* TASK OBJECTIVE: Rewrite everything from the line containing "Task: mark the beetle head" down to the end of the data, putting "a single dot per instance" in place of "one dot per instance" and leaving all else unchanged.

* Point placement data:

↓↓↓

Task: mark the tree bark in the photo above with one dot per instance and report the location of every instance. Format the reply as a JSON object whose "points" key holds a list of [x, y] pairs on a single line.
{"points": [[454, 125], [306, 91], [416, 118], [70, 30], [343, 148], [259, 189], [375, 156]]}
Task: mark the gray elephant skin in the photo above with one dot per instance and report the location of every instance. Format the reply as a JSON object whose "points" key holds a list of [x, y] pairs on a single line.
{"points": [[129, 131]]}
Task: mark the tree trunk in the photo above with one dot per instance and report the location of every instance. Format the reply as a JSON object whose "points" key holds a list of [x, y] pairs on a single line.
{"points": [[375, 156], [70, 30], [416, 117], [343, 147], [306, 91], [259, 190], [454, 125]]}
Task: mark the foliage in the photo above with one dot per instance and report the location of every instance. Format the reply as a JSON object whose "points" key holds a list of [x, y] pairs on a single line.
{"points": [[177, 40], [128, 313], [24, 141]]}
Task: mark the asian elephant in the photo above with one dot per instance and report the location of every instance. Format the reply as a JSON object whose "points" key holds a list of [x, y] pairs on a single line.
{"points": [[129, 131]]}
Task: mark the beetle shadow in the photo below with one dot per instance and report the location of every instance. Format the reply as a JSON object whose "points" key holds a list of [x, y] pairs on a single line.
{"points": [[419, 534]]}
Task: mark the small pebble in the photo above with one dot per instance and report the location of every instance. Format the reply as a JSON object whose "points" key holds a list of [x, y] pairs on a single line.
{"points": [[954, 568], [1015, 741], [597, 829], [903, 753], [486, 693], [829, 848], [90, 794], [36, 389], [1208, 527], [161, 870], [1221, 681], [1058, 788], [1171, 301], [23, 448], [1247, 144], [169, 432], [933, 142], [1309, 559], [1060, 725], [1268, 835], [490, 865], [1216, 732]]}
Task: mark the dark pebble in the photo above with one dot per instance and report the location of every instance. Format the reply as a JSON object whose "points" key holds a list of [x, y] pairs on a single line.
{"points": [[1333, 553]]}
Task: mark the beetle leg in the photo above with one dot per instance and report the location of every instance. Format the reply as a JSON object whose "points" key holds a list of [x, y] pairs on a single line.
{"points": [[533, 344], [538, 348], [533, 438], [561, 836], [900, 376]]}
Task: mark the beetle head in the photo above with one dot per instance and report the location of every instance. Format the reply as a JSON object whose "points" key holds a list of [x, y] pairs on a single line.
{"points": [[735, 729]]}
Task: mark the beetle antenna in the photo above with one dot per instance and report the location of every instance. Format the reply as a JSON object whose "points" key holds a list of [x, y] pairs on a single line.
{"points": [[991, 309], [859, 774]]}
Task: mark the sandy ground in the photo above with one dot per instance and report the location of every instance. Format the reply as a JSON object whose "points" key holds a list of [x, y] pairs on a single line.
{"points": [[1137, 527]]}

↑↑↑

* EXERCISE RESULT:
Task: mark the beetle head in the photo above with a single dot per instance and report the location of every instance. Format the reply as a JSON object whose "points" key holds a list of [x, y] pairs on a single line.
{"points": [[735, 729]]}
Task: mark the beetle antenna in the photo above with a single dot per instance and report the location of every instance. Format the reply as a JSON object whose "points" key holds a list of [x, y] pairs on a single line.
{"points": [[991, 309], [859, 774]]}
Task: mark the sandy ground in the photo above with a single dot per instance and report the location of every instance. Format the reply as a JSON object whose "points" key holds a list of [x, y] pairs on a single line.
{"points": [[1137, 527]]}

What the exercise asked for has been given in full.